[Work item]: Copy the data verbatim and leave out every picture.

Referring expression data
□ □ □ □ □

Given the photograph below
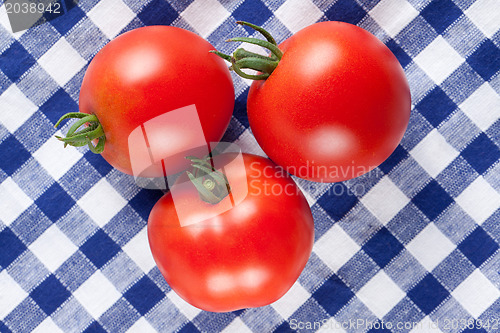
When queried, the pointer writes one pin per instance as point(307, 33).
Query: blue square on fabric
point(478, 246)
point(440, 14)
point(55, 202)
point(98, 162)
point(75, 271)
point(144, 201)
point(16, 153)
point(4, 328)
point(453, 270)
point(95, 327)
point(397, 156)
point(158, 12)
point(481, 153)
point(346, 11)
point(10, 247)
point(284, 328)
point(189, 328)
point(100, 248)
point(57, 105)
point(403, 58)
point(338, 201)
point(333, 295)
point(50, 294)
point(144, 295)
point(383, 247)
point(436, 106)
point(30, 313)
point(485, 60)
point(67, 21)
point(432, 200)
point(428, 294)
point(474, 330)
point(15, 61)
point(253, 11)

□ □ □ □ □

[Answer space]:
Given the photograph below
When queried, the pointer writes one pin per instance as point(307, 33).
Query: blue square on fabric
point(478, 246)
point(440, 14)
point(55, 202)
point(98, 162)
point(75, 271)
point(144, 201)
point(16, 153)
point(4, 328)
point(453, 270)
point(95, 327)
point(397, 156)
point(158, 12)
point(481, 153)
point(346, 11)
point(10, 247)
point(284, 328)
point(189, 328)
point(100, 248)
point(57, 105)
point(403, 58)
point(338, 201)
point(333, 295)
point(50, 294)
point(144, 295)
point(383, 247)
point(436, 106)
point(30, 313)
point(485, 60)
point(67, 21)
point(432, 200)
point(428, 294)
point(474, 330)
point(15, 61)
point(253, 11)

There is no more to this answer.